▸ **What you need to do**
Find the line that contains "In this exercise you will locate the cloudy" and print it and every line after it, exactly, please.

─── Extracted records ───

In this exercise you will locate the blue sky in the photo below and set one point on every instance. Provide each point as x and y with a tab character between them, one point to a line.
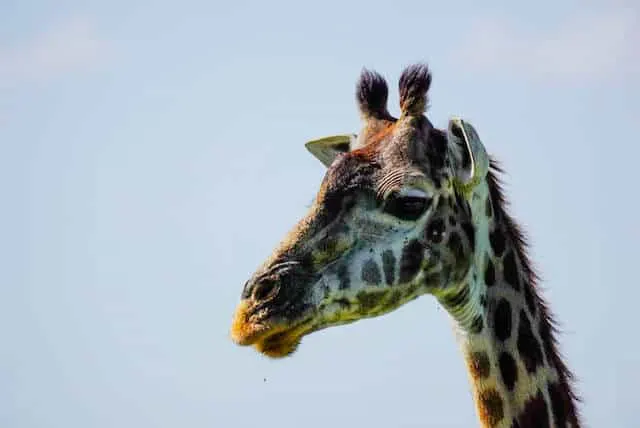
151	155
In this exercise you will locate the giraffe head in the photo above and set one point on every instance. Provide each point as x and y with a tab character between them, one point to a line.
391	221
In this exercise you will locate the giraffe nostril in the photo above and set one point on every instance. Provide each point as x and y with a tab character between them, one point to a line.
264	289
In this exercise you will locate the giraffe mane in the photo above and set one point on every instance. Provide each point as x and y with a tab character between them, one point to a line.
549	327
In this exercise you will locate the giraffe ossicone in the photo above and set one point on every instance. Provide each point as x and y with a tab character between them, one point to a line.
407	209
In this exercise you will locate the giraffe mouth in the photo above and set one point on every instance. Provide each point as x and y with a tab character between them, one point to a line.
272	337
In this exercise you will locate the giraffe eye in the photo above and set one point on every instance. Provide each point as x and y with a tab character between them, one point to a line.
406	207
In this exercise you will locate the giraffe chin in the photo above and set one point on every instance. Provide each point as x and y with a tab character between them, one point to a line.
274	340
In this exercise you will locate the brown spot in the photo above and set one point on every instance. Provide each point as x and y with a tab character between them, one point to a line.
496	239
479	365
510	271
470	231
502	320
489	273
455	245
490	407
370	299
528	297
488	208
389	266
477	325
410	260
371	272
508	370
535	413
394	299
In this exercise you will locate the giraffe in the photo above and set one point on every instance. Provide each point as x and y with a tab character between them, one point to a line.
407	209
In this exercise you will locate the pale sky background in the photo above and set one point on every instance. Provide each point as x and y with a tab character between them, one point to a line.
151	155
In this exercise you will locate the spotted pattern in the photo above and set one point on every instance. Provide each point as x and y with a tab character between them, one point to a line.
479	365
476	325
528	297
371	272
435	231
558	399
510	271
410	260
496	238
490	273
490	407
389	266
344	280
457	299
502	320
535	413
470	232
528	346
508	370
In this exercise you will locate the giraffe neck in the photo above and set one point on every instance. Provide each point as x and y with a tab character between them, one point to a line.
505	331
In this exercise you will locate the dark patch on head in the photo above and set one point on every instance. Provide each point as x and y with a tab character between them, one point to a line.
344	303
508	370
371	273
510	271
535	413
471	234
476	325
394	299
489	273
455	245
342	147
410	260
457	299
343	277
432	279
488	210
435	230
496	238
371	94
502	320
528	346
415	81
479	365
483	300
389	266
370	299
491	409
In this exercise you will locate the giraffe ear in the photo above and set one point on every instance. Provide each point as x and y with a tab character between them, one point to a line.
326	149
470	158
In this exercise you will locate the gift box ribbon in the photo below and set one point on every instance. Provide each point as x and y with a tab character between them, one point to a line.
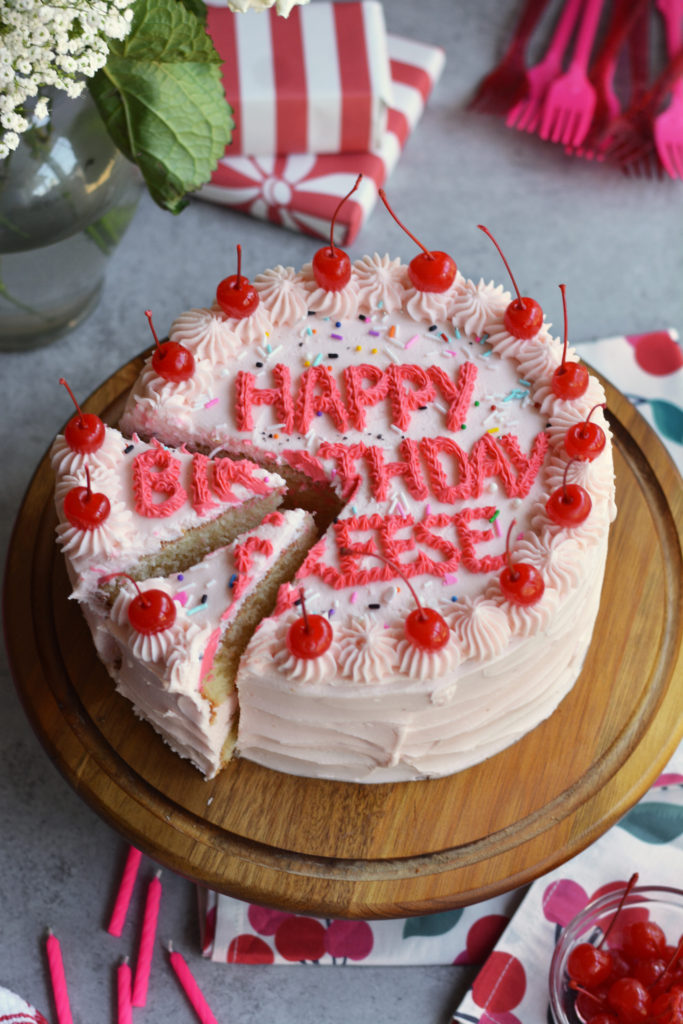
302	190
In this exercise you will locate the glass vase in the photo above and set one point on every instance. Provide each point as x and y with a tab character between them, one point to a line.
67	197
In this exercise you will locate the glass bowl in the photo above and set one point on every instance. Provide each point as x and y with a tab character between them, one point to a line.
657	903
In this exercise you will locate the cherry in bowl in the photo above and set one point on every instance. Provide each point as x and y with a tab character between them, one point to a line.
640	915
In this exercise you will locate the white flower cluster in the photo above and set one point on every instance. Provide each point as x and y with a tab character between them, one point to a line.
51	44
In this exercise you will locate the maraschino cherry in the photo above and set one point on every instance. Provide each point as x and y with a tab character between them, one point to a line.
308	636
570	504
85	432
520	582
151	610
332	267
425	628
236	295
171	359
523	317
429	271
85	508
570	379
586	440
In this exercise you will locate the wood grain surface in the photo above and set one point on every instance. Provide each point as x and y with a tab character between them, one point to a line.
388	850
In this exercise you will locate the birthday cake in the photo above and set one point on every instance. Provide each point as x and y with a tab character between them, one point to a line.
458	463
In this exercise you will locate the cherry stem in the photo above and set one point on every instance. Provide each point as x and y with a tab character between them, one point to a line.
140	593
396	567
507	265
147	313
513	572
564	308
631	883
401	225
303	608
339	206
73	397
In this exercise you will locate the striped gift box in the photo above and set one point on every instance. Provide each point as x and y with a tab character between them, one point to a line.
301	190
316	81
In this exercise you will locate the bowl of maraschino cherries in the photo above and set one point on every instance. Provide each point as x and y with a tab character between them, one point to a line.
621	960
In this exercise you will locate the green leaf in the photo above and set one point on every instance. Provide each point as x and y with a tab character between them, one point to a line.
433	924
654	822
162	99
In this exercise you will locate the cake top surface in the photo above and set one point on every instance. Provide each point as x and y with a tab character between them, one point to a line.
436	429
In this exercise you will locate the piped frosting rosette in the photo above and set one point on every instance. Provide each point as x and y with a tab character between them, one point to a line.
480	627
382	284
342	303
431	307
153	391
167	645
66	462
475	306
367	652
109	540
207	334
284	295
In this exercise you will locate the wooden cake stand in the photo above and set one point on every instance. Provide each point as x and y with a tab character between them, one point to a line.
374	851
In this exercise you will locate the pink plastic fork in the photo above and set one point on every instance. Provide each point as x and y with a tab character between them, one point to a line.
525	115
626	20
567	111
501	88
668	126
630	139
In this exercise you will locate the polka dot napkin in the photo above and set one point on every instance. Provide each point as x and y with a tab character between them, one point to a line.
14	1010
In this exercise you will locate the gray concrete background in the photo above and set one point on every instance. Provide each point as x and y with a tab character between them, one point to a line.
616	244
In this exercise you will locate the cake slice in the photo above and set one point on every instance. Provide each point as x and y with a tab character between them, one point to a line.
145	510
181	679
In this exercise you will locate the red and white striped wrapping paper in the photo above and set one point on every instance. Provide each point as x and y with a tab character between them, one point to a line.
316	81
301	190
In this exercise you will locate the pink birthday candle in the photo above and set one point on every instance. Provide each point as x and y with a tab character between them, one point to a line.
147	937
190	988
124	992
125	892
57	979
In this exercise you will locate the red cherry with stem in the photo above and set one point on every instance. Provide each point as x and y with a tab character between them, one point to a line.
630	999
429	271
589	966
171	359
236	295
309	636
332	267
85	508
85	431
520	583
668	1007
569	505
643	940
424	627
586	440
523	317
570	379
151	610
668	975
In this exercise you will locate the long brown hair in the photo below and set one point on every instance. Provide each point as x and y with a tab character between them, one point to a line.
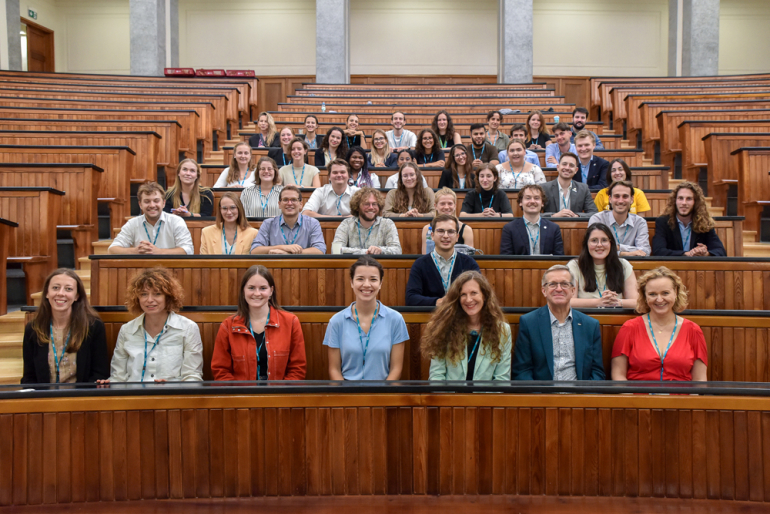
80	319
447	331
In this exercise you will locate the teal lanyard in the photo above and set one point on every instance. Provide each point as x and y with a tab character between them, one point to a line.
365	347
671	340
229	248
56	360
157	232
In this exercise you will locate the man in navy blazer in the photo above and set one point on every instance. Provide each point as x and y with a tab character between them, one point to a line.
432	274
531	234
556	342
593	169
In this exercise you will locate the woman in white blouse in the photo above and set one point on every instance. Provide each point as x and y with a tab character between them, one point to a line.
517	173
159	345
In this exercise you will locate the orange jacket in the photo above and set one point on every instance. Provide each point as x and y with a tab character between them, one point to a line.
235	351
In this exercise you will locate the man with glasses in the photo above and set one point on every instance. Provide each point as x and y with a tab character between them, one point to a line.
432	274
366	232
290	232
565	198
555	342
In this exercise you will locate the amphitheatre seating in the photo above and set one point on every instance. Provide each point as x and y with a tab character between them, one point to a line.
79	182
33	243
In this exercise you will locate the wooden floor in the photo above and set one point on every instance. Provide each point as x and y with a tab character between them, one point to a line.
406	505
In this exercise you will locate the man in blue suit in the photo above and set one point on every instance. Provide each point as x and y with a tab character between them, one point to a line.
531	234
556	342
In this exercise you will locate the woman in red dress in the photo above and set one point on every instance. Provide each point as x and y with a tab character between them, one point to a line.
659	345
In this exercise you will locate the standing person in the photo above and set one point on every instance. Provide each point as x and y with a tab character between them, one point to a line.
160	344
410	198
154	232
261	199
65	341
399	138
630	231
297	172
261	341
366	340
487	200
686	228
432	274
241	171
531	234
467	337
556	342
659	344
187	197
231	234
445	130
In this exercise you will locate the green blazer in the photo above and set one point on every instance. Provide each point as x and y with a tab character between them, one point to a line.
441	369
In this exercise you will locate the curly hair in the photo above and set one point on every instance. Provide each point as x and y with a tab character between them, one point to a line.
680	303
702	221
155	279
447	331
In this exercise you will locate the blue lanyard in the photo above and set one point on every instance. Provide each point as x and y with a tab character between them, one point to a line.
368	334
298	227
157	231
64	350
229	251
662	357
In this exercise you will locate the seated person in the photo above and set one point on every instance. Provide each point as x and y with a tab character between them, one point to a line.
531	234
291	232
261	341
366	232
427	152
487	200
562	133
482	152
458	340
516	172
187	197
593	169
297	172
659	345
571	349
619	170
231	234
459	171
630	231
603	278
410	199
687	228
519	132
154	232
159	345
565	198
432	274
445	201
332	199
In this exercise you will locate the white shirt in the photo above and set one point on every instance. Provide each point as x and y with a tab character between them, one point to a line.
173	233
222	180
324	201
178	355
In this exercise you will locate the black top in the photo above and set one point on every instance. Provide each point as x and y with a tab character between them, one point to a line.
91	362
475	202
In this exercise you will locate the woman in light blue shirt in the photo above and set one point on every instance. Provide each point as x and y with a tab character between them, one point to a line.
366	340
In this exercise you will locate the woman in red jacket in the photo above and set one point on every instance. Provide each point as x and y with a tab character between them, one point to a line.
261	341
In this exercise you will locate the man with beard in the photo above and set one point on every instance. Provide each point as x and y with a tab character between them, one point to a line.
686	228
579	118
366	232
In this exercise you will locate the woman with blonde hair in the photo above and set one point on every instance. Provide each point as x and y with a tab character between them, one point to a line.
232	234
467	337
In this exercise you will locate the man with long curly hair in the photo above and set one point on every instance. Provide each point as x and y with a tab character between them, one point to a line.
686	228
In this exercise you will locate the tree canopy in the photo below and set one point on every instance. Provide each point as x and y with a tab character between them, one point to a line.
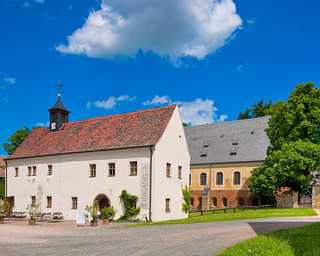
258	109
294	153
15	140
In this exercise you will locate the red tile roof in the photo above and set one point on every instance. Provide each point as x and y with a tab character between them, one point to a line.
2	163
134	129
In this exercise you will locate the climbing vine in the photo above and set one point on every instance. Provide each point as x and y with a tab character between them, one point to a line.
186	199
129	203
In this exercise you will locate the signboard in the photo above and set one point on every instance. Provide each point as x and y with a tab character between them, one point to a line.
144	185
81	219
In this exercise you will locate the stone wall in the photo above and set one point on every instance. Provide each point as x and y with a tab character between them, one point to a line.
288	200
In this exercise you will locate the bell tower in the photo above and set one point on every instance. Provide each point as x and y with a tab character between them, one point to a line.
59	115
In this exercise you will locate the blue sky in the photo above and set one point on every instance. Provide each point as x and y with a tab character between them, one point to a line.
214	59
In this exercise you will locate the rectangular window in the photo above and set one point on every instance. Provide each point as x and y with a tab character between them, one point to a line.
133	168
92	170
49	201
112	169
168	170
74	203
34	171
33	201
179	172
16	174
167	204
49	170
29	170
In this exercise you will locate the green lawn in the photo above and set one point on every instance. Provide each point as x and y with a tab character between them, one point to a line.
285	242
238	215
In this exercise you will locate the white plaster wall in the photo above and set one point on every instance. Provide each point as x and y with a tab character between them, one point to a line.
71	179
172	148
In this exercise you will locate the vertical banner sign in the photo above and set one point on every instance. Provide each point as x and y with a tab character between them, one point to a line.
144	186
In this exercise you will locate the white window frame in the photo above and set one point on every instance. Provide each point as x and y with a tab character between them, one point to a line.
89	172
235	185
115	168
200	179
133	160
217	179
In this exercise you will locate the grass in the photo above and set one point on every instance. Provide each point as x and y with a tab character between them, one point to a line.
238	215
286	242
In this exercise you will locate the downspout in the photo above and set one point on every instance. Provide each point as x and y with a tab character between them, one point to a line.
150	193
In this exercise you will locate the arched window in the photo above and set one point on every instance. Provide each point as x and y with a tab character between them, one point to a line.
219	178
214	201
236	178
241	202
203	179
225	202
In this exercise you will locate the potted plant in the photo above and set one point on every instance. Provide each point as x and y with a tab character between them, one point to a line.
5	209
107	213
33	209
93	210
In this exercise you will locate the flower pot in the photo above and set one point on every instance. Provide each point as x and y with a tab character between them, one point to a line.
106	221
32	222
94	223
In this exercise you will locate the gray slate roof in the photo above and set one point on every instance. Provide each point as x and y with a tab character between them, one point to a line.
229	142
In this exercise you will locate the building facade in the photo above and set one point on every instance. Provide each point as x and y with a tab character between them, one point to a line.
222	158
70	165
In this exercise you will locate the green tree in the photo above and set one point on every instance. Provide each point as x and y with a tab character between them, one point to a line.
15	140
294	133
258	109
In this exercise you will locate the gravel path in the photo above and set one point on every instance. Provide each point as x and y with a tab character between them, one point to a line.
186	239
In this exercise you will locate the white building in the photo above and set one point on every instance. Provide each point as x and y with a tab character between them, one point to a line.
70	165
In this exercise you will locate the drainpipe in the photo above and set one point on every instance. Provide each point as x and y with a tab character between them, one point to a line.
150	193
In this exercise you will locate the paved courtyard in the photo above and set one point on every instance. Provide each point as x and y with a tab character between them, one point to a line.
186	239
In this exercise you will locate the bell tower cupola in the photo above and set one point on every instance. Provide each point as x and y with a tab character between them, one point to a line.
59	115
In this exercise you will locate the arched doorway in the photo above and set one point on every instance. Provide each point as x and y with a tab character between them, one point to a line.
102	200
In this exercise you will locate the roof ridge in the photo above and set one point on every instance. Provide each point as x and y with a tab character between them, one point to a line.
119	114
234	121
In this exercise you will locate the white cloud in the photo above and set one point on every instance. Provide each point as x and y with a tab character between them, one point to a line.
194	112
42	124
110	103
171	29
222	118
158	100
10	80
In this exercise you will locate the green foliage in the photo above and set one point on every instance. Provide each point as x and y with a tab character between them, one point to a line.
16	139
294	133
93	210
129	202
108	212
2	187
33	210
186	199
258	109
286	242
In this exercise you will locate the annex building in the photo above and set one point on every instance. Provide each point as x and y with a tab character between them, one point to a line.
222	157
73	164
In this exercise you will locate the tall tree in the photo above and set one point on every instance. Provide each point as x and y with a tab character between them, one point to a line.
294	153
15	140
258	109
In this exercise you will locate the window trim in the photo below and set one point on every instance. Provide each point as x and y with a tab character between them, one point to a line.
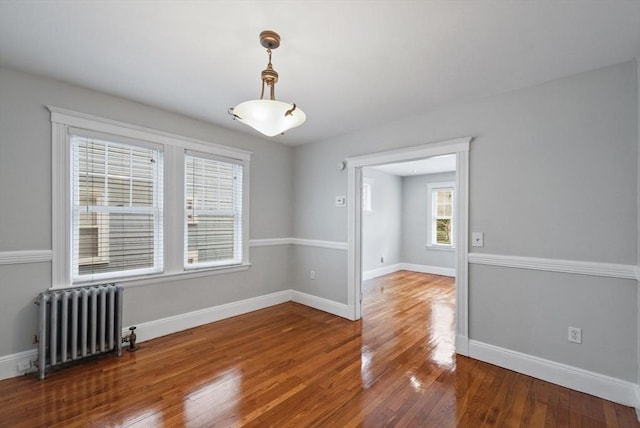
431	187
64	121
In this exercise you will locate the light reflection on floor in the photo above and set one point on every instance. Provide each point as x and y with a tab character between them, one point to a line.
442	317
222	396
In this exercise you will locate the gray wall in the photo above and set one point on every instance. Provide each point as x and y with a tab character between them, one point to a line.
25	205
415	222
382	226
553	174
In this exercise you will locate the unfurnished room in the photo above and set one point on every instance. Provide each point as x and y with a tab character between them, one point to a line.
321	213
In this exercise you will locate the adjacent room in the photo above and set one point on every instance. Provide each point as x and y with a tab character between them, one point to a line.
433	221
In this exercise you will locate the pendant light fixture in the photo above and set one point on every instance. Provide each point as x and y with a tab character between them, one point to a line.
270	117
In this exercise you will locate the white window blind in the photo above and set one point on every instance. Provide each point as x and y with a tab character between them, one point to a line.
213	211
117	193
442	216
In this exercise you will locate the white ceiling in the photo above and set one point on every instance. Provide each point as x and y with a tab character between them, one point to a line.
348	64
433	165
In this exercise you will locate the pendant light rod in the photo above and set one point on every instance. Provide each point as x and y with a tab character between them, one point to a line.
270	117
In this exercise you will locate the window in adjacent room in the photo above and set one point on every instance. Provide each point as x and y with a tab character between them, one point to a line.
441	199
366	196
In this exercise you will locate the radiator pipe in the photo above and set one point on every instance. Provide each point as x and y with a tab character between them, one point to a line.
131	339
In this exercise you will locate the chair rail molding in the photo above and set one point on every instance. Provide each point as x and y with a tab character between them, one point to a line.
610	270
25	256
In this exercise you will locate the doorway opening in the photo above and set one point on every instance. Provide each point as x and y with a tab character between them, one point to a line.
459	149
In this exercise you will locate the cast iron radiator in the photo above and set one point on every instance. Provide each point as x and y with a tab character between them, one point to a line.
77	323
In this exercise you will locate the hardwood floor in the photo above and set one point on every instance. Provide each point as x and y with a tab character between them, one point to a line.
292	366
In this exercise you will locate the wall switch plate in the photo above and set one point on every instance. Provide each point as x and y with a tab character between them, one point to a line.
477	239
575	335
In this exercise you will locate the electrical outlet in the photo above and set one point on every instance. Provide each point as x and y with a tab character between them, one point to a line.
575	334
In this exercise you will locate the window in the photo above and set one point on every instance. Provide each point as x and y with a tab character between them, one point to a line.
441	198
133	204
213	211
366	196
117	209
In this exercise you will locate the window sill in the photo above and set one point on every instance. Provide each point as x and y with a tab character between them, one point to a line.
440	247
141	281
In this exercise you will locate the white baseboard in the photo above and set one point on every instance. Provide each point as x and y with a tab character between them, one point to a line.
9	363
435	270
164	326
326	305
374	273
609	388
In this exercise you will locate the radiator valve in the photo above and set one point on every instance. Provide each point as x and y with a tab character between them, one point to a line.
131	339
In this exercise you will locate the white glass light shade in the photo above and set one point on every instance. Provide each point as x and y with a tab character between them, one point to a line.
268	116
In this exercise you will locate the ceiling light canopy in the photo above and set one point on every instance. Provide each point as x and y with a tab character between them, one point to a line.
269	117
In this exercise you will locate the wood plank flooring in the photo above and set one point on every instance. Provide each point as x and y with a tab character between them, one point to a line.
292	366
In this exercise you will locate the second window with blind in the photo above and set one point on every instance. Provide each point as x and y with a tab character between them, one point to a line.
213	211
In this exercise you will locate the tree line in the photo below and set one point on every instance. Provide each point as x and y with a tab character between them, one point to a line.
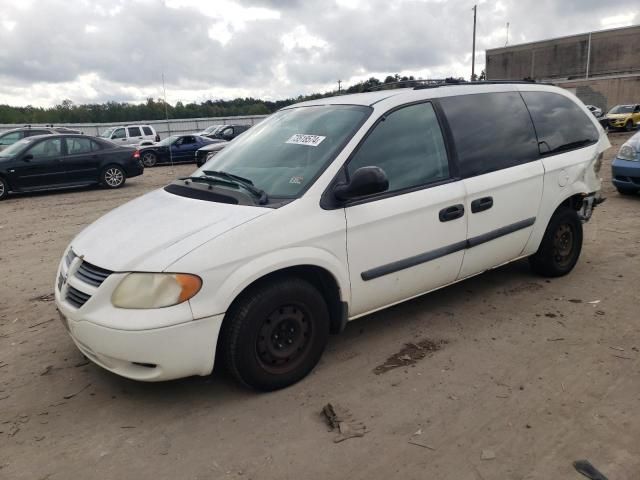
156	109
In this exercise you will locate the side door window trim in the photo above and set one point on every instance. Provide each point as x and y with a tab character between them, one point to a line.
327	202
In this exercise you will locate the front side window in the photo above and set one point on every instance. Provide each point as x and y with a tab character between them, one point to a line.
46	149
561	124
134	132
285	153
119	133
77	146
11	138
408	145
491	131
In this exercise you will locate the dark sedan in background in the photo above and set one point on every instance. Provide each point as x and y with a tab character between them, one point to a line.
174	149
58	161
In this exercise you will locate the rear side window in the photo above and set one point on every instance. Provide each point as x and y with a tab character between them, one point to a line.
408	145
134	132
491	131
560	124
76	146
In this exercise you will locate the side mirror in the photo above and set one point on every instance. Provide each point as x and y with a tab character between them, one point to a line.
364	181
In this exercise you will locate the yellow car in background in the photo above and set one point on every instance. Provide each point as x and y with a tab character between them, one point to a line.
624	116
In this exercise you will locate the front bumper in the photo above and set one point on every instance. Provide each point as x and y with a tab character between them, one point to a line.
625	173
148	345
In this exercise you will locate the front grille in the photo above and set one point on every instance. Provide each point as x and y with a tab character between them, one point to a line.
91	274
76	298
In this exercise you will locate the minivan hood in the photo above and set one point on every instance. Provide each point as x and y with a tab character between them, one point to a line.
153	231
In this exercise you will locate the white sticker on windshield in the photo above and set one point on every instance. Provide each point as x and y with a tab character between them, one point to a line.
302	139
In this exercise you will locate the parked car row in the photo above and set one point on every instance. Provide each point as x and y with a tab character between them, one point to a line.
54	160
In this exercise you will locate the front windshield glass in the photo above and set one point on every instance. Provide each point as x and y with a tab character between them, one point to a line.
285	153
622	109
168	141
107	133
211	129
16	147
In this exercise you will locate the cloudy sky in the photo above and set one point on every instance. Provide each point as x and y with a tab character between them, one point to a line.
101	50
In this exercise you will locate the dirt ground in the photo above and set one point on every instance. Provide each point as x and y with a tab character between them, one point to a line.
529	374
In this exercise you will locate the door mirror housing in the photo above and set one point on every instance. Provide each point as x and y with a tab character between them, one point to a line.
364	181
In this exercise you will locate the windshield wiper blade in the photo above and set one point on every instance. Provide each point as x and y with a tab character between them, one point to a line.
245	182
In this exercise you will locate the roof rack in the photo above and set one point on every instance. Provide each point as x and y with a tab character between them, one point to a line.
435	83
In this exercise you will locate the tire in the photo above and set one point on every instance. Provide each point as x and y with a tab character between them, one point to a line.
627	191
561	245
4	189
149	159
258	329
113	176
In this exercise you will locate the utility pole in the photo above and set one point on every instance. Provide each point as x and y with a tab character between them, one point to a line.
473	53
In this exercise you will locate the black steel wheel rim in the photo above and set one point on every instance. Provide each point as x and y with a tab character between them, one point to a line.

───

▸ **Final result**
In this exercise you will locate the cloudy sky in the photo above and set one point on every instance. Provide each point as x and y with a tab character between them, one point to a line.
101	50
In this exercise you will locate the dirt ground in the photo above and set one point on every instance. Provide each point as x and y with a tab character between them, one point to a line.
529	374
In this exercise you will locate the door mirror housing in the photo above and set one point on every instance. Provide each point as x and y with a tab character between them, one point to a line.
364	181
In this exercise you will locate the windshield wiper blade in the photo above and set one point on every instance. Provide each point as x and y with a tab character between them, one point to a line.
245	182
In this exercise you will locate the roof rack in the photo above and set one point on every instance. Provide each point as x and y with a tab character between them, one point to a line.
435	83
In this exercise you will locate the tire in the photo above and set one point on every instance. Provide each point as x and y with a tab character between them, one point to a line.
627	191
561	245
4	189
149	159
258	329
113	176
In this exercise you will locate the utility pole in the photo above and set one point on every instance. Provide each point as x and y with a tab character between them, one point to a line.
473	53
In this exercise you will locate the black steel wheel rim in the photo above and set one point on every instance. Provide each point as x and y with a tab character between them, one point to a line.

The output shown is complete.